依頼事項 =>
[1] ディザスタリカバリについての文章のうち、「日本は島国で、地震や水害など」を含む語句で始まり「Objective)」と「RTO(Recovery Time Objective)」といった2種類の指標があります。」で終わる部分を、「ディザスタリカバリ」を「DR」に置き換えて書き直してください。
[2] ディザスタリカバリについての文章の最後の文に続く部分を書いてください。

選択した文章 =>
ディザスタリカバリ(DR)とは? 目的や注意点を解説! 万が一における災害対策

  • ディザスタリカバリ
2023.07.14
ディザスタリカバリ(DR)とは? 目的や注意点を解説! 万が一における災害対策

日本は島国で、地震や水害などの自然災害が比較的多いと言われています。そのため、リスクを想定したうえでディザスタリカバリの計画を立てておくことが重要です。
本記事では、ディザスタリカバリの概要や企業が認識すべきリスク、有効とされる3つの方法を解説します。システム担当者の方は、災害時のセキュリティ対策にお役立てください。

ディザスタリカバリとは災害時におけるシステム復旧のこと

ディザスタリカバリとは本来、「災害復旧」を意味する言葉です。英語で「Disaster Recovery」と表記し、略してDRと呼ばれることもあります。システムが一時的に使えなくなる状態から復旧させる取り組みを指します。
地震や水害などの天災に加え、テロなどの脅威も、世界中で発生する可能性があります。それらの発生は、企業のシステムに甚大な影響を及ぼします。そのため、非常事態から少しでも早く脱するために行われるディザスタリカバリは、あらゆる企業にとって重要な取り組みです。

RPO(目標復旧時点)とRTO(目標復旧時間)

ディザスタリカバリを策定するにあたっては、「RPO(Recovery Point Objective)」と「RTO(Recovery Time Objective)」といった2種類の指標があります。
RPOは「目標復旧時点」とも呼ばれ、「いつの時点のデータを復旧させるのか」を指す用語です。RPOが1秒ならシステムダウンする直前まで、RPOが1日ならシステムダウンから1日前のデータを復旧させることが目標になります。RPOに応じた頻度でのバックアップが必要です。

与えられた行 =>

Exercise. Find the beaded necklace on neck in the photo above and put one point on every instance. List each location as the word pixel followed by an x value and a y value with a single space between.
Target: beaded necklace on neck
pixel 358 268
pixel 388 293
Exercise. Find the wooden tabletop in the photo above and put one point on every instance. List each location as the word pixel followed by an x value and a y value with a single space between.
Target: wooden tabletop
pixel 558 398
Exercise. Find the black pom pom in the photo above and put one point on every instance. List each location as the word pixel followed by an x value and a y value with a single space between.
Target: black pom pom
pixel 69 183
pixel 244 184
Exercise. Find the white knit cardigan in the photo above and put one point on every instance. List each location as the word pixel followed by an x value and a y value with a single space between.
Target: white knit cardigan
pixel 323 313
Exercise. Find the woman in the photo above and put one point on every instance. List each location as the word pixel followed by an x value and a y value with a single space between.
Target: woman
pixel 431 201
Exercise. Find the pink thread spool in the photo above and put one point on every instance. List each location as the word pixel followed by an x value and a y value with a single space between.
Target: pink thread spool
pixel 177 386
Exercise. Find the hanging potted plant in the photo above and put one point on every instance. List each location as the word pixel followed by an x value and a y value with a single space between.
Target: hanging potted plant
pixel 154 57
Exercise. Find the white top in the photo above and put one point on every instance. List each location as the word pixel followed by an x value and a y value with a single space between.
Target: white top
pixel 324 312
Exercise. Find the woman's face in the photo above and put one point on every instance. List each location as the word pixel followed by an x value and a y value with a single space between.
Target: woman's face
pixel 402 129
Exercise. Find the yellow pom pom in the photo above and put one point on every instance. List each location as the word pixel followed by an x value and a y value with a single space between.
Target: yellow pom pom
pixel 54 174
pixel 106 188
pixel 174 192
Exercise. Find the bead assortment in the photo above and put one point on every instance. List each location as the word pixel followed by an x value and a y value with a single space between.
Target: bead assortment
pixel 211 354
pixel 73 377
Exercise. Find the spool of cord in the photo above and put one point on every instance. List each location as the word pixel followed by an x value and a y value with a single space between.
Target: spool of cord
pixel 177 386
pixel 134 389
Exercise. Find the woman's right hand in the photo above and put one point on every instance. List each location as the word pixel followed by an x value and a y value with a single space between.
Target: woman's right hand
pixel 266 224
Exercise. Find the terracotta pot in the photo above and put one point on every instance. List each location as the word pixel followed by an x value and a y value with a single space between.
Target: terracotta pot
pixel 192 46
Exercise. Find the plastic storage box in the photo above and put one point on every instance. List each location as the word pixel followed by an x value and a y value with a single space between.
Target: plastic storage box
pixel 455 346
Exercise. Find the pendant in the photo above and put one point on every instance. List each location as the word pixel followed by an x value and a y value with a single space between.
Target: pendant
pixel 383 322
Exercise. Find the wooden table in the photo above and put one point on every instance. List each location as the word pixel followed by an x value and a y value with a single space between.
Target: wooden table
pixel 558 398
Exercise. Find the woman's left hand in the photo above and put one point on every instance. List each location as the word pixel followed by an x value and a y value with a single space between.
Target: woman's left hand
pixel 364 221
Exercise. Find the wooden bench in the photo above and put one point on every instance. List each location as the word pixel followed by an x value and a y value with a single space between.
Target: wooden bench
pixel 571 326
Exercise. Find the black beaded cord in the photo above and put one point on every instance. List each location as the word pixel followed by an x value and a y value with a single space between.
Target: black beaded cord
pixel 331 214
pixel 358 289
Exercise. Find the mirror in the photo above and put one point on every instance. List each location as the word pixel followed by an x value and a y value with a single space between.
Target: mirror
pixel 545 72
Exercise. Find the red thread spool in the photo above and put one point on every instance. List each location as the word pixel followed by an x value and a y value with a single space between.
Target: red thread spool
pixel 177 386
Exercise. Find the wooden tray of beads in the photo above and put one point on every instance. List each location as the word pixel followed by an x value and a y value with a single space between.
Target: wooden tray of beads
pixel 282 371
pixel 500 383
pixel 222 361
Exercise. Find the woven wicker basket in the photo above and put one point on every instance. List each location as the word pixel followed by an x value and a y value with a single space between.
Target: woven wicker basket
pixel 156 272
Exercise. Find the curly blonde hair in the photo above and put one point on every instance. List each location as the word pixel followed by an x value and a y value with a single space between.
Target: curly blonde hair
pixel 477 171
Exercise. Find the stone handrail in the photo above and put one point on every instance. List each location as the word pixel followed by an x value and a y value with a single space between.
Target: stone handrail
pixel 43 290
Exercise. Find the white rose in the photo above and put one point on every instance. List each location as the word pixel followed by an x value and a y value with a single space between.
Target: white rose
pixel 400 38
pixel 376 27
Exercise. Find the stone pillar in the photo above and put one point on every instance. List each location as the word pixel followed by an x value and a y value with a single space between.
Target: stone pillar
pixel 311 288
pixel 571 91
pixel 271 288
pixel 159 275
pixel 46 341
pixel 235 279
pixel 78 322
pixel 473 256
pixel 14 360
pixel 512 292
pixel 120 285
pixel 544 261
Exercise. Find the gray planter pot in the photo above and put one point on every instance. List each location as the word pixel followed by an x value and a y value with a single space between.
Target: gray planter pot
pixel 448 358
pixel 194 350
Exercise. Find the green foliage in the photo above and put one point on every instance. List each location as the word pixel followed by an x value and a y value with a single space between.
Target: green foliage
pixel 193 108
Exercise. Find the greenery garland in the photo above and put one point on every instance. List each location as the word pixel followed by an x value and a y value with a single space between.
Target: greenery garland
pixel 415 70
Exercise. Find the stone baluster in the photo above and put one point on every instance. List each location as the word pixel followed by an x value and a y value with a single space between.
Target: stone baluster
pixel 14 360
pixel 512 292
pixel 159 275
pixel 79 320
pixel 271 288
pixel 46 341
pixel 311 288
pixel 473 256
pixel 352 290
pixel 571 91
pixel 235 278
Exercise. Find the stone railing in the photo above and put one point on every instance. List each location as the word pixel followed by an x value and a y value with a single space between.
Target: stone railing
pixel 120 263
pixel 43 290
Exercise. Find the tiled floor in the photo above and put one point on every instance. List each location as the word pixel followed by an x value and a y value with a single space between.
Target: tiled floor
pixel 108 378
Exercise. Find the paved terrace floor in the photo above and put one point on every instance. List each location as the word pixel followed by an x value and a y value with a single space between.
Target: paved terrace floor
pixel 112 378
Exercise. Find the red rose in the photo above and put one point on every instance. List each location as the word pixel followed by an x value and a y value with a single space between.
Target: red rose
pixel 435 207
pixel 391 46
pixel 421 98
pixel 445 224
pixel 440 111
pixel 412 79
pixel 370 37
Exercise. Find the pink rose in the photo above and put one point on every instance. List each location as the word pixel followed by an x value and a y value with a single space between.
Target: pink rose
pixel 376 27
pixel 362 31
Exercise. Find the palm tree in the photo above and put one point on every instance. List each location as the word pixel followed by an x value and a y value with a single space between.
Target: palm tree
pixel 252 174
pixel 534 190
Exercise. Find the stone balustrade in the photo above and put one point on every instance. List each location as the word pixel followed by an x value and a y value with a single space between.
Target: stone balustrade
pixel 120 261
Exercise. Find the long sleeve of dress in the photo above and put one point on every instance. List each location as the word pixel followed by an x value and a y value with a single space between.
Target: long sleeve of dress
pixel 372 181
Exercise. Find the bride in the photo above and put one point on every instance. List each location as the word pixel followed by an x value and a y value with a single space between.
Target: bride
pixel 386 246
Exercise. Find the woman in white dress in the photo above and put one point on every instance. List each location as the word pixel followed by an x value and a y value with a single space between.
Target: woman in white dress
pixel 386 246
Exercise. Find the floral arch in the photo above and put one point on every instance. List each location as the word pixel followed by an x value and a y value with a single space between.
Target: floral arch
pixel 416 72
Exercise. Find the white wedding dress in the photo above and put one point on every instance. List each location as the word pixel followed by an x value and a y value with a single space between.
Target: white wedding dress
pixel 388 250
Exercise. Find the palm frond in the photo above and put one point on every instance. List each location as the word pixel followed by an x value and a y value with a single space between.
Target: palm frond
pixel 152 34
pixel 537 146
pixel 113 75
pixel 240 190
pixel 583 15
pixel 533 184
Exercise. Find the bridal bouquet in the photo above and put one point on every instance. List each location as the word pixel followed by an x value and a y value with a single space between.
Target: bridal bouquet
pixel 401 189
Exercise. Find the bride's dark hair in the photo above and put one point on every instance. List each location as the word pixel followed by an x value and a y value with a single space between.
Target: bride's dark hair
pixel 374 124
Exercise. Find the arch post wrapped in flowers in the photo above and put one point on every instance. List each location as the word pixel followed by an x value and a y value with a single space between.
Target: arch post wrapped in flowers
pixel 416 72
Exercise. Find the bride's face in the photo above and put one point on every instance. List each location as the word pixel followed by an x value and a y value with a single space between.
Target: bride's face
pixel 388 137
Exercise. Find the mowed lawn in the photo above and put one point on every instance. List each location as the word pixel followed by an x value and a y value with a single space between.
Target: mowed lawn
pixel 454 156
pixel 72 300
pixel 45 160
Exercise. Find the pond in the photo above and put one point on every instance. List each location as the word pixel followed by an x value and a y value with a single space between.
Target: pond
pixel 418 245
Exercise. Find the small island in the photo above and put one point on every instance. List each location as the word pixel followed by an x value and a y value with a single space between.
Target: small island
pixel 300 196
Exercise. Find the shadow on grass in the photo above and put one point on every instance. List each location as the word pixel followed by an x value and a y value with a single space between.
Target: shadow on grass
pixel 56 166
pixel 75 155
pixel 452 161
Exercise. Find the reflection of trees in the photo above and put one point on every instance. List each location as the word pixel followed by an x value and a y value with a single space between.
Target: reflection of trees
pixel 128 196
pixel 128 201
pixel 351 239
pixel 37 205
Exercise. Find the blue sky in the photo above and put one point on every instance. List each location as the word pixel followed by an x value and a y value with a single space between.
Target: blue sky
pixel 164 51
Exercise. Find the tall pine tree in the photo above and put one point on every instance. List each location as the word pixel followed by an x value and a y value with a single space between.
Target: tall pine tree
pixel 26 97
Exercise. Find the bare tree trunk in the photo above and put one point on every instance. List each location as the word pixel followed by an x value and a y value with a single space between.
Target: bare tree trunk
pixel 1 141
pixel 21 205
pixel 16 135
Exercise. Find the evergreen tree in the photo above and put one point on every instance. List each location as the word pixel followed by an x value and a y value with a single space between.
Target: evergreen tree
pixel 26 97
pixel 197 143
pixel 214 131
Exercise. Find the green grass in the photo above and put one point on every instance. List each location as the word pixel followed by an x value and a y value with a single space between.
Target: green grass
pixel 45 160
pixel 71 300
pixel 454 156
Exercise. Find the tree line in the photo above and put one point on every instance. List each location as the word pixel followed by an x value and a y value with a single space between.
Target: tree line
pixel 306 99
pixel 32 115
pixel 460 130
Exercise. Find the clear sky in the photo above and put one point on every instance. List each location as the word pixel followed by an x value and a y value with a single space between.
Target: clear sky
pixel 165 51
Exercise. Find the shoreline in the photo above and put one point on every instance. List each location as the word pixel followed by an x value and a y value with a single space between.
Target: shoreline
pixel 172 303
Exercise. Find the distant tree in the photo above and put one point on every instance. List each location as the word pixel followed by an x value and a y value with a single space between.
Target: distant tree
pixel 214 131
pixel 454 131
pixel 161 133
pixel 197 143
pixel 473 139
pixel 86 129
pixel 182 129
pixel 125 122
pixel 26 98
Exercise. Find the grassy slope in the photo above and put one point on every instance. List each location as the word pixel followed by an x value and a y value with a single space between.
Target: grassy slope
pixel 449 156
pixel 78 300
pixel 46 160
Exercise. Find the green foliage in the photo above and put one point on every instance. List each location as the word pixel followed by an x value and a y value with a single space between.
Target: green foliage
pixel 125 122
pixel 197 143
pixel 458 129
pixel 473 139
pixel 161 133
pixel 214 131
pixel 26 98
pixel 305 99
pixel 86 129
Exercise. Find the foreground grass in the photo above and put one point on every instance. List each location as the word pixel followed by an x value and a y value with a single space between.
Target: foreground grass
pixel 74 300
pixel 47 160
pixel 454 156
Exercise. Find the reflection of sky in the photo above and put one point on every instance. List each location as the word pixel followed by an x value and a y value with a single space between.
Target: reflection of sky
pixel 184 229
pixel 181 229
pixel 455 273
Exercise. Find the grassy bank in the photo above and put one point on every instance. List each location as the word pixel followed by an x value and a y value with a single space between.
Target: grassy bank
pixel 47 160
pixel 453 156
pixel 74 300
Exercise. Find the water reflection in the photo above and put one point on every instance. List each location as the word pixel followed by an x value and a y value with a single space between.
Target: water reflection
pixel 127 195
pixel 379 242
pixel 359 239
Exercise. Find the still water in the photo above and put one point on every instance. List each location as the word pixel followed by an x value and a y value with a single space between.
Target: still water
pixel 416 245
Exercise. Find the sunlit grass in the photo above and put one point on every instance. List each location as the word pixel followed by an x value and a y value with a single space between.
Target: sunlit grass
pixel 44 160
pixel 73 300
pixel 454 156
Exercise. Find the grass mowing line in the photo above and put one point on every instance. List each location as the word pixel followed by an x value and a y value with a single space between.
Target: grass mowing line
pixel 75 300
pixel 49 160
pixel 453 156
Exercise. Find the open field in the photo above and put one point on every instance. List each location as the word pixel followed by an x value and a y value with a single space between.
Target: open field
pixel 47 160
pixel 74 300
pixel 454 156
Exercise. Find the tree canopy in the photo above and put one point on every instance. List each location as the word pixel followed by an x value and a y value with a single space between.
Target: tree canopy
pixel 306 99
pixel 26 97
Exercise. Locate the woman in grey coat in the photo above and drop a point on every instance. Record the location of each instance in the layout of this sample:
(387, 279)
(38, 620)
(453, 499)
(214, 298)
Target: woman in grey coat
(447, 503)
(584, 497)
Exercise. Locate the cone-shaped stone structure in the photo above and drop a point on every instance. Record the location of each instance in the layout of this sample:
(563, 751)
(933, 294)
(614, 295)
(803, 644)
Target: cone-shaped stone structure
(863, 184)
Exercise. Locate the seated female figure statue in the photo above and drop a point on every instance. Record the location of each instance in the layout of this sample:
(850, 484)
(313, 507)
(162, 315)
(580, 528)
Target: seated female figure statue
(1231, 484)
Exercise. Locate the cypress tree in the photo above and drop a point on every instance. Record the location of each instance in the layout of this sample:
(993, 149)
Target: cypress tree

作業別の結果 =>
[1]
日本は島国で、地震や水害などの自然災害が比較的多いと言われています。そのため、リスクを想定したうえでDRの計画を立てておくことが重要です。
本記事では、DRの概要や企業が認識すべきリスク、有効とされる3つの方法を解説します。システム担当者の方は、災害時のセキュリティ対策にお役立てください。

DRとは災害時におけるシステム復旧のこと

DRとは本来、「災害復旧」を意味する言葉です。英語で「Disaster Recovery」と表記し、略してDRと呼ばれることもあります。システムが一時的に使えなくなる状態から復旧させる取り組みを指します。
地震や水害などの天災に加え、テロなどの脅威も、世界中で発生する可能性があります。それらの発生は、企業のシステムに甚大な影響を及ぼします。そのため、非常事態から少しでも早く脱するために行われるDRは、あらゆる企業にとって重要な取り組みです。

RPO(目標復旧時点)とRTO(目標復旧時間)

DRを策定するにあたっては、「RPO(Recovery Point Objective)」と「RTO(Recovery Time Objective)」といった2種類の指標があります。

[2]
一方RTOは「目標復旧時間」と呼ばれ、システムダウン後「どれくらいの時間で復旧させるのか」を意味します。復旧するのにかかる予測時間ではなく、事業を継続していくうえで目標とすべき時間を指します。
ディザスタリカバリを行うにはRPOとRTOを設定しておくことが必要であり、システムダウンによる影響や復旧にかかるコスト、平常時のランニングコストや導入コストなどから総合的に判断します。

企業を脅かす主なリスク

企業を脅かす主なリスク

ディザスタリカバリを考えていくにあたっては、まず、企業が直面するリスクについてどのようなものがあるのかを確認しておくことが大切です。ここでは主なリスクについて5つ紹介します。

自然災害

地震や津波、大型台風などの自然災害は、人命にも関わる大きな被害をもたらします。特に日本は島国であり、毎年のように大きな自然災害が起きています。オフィスは被災を免れても、データセンターが被災して大きな影響を受けることもあります。
一度被災すると長期にわたって事業継続が困難になるケースも多いのが特徴です。そのため、「大切なデータを守るためにはどうすればよいか」を平常時からしっかりと考え、具体的な対策を講じておくことが大切です。

ヒューマンエラー

社内で起きがちな人的なミスも、企業にとっては見逃せないリスクです。例えば、重要なデータが格納された機器を紛失してしまったり、盗難にあったりすることが考えられます。水没や故障などもよくある単純なヒューマンエラーです。
こうしたエラーは、故意ではないからと放置しているわけにはいきません。防止策を検討するとともに、起きてしまった際の被害を抑える対策も講じる必要があります。

サイバー攻撃や内部不正

過失が原因となるヒューマンエラーとは異なり、悪意の第三者によるサイバー攻撃や、内部の不正なども、ひとたび発生すれば、企業にとって重大な信用問題に直結します。システムがサーバダウンしてしまうと、ユーザーに大きな損失を与えたり、不正アクセスによって機密情報が抜き取られたりするリスクも否めません。近年はサイバー攻撃の手法もさらに巧妙化してきていることから、企業には常に最新情報を入手し、先回りして防御する仕組みを構築することが求められています。

ネットワークやシステムの障害

悪意のある他者から攻撃を受けるのとは異なり、電力供給がうまくいかずにダウンしたり、ネットワークに通信障害が起こったりするリスクもあります。こうした問題は、自社で普段からいくら気をつけていても、発生自体を完全に防ぐことは困難です。電力会社や通信会社の復旧作業次第で、被害が長引くことも想定したうえで、どのように事業を継続させるかを検討するようにしましょう。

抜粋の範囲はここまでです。